▸ **EXERCISE DESCRIPTION**
Could you reproduce, character for character, the lines of the entries below, starting at the line with "Return the polygon of every instance of the apartment" and continuing through the line with "165 93 L 191", including both?

▸ **INFORMATION PROVIDED**
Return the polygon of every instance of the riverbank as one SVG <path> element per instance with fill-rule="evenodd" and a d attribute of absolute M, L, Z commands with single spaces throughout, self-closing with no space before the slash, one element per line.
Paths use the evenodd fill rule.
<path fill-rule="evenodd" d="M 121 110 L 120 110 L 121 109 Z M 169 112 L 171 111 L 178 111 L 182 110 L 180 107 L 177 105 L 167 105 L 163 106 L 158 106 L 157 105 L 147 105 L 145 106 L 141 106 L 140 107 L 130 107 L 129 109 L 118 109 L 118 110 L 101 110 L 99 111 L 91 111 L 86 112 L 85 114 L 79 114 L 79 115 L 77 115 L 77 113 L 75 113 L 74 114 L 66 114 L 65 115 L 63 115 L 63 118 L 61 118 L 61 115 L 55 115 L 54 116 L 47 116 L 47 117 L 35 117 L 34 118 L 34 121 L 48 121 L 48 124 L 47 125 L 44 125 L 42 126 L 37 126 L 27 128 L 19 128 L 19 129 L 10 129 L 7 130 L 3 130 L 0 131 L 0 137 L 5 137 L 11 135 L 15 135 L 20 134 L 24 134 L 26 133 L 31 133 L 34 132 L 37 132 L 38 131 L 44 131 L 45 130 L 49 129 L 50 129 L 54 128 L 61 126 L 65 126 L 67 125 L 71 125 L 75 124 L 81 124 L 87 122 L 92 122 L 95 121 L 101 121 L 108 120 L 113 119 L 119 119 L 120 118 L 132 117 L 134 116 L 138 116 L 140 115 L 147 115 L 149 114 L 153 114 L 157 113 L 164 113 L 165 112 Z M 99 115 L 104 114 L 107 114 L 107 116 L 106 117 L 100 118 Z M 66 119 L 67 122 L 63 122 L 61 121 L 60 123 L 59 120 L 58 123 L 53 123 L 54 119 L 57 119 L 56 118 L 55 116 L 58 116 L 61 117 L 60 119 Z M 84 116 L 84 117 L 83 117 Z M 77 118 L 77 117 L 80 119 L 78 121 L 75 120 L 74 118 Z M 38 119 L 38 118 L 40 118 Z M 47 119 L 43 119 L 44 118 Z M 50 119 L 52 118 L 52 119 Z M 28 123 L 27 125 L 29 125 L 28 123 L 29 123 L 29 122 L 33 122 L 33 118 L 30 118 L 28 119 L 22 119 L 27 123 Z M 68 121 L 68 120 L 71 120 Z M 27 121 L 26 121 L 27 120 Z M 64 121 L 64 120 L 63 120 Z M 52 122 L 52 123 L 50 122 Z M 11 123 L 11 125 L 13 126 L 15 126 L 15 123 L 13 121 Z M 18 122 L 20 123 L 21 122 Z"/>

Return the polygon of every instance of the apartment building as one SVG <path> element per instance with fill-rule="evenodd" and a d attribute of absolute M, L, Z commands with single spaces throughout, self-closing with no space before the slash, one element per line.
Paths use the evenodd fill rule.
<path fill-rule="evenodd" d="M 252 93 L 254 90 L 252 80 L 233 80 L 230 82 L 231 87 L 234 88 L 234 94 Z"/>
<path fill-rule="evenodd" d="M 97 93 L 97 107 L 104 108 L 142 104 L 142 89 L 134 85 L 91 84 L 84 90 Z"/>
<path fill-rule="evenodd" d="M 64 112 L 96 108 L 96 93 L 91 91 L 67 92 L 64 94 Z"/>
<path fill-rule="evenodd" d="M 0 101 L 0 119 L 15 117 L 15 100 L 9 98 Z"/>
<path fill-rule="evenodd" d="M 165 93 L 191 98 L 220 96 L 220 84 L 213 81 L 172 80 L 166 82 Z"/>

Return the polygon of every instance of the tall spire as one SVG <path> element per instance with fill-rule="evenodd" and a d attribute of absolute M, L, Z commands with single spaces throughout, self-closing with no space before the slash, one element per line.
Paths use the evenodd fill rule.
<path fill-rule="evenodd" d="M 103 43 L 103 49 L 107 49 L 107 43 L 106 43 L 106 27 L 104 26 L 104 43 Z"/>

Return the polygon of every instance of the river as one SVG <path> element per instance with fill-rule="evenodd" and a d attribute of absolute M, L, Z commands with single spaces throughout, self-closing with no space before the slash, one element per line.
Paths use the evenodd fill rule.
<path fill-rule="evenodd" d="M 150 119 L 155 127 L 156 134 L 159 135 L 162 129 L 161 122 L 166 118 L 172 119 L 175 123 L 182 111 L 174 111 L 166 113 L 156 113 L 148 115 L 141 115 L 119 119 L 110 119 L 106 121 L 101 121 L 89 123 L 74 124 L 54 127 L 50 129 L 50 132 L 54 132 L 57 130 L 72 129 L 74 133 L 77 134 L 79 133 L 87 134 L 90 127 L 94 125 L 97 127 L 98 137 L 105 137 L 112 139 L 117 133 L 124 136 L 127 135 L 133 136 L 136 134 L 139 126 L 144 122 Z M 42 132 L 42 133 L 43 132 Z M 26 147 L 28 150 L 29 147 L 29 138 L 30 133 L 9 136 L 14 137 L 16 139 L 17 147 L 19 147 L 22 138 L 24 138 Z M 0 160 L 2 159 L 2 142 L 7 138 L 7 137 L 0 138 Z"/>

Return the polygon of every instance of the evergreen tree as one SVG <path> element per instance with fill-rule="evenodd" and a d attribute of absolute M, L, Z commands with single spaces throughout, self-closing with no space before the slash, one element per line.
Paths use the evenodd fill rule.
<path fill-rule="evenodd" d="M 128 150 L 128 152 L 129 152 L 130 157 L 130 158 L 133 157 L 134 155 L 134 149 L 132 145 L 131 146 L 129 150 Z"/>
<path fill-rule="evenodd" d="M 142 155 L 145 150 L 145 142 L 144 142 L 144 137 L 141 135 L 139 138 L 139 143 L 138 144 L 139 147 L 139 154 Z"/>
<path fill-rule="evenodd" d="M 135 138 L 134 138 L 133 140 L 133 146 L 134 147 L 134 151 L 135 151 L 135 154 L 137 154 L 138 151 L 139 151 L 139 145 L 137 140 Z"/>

▸ **RESPONSE TO THE EXERCISE**
Return the polygon of every instance of the apartment building as one SVG <path> element per instance with fill-rule="evenodd" and a d attribute of absolute M, L, Z commands with single spaces throughout, self-closing with no space before the slash, one element per line.
Paths use the evenodd fill rule.
<path fill-rule="evenodd" d="M 252 93 L 254 90 L 252 80 L 233 80 L 230 82 L 231 87 L 234 88 L 234 94 Z"/>
<path fill-rule="evenodd" d="M 97 93 L 97 107 L 104 108 L 142 104 L 142 89 L 134 85 L 91 84 L 84 90 Z"/>
<path fill-rule="evenodd" d="M 64 112 L 96 108 L 96 93 L 91 91 L 67 92 L 64 94 Z"/>
<path fill-rule="evenodd" d="M 0 101 L 0 119 L 15 117 L 15 100 L 9 98 Z"/>
<path fill-rule="evenodd" d="M 165 93 L 191 98 L 220 96 L 220 84 L 213 81 L 172 80 L 166 82 Z"/>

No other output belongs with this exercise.